EXTRACTED TEXT:
I had a prospective client who has done the same thing, 2 or 3 other times. First contact was in January, second was in May, and then again yesterday (June). Each time, his first message would be, “Hi this is (name) in (insert city), I’m wondering if you are available for an appointment this afternoon”. I would then respond, give my info and find out how we can arrange. He would reply back once or twice, and then nothing.

 

On the 2nd time, I thanked him for reaching out...but explained that I recall he previously reached out to me back in January, and didn’t follow up. I also said I don’t host (because they always want me to host) short notice appointments when in town, and that I need advance notice. He explains why he couldn’t reply back (and it wasn’t a good excuse at that), but then once again didn’t respond when trying to arrange over a course of a couple days.

RECORD LIST:

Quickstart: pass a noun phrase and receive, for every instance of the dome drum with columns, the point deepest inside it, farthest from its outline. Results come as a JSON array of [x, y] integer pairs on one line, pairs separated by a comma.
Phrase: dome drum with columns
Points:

...

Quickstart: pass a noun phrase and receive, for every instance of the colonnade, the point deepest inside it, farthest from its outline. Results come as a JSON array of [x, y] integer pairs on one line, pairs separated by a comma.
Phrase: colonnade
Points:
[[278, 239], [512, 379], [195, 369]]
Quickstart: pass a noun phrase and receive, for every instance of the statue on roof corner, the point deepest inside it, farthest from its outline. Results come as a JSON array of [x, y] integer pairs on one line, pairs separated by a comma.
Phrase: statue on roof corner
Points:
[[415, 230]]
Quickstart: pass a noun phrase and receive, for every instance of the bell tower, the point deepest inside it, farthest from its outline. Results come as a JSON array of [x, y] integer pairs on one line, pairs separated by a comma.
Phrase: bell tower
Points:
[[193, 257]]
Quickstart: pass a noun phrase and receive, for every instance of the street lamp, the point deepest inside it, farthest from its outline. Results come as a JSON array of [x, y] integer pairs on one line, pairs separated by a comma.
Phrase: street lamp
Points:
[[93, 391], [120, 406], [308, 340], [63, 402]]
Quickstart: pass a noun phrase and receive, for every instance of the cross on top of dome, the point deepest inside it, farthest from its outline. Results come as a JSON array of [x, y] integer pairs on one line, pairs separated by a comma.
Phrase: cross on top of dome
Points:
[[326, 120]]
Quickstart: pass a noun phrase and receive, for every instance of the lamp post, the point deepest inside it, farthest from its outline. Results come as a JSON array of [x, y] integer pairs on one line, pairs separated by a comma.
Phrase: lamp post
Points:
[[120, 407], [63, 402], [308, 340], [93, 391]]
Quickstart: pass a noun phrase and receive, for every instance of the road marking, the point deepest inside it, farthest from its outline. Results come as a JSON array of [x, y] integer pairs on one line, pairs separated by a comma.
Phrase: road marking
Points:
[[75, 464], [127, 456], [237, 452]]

DIRECTIVES:
1. Answer these from the account of the unresponsive prospective client:
(a) In which months did the client make first and second contact?
(b) What did the client's first message ask each time?
(c) On the 2nd time, what did the writer say is needed for appointments?
2. Extend the account of the unresponsive prospective client, starting after its last sentence.

RESULTS IN ORDER:
1.
(a) January and May
(b) Whether the writer was available for an appointment that afternoon
(c) Advance notice

2.
That was back in May. Then come yesterday, he hits me up again, saying we tried to meet before...but if I can meet last minute. So I once again tell him the same thing that I told him in May, about me needing advanced notice. I mentioned I could meet soon if he hosted, but I would need more time to go over to the location where I host. Sure enough, I got no response.

 

So at this point, he’s flushed toilet paper to me. Reached out later that evening, and told him he needs to reimburse me for this last “false start” he keeps doing. His excuse? He didn’t actually set up an appointment. But does it matter? He’s contacted me 3 times over the course of 6 months, and bailed on each. That comes off to me, like he really doesn’t value or care much about connecting.

 

As a client and/or provider (since it seems this goes on both sides of the fence), how many chances do you allow for people who initiate an engagement, but then just bail out after the first or 2nd text?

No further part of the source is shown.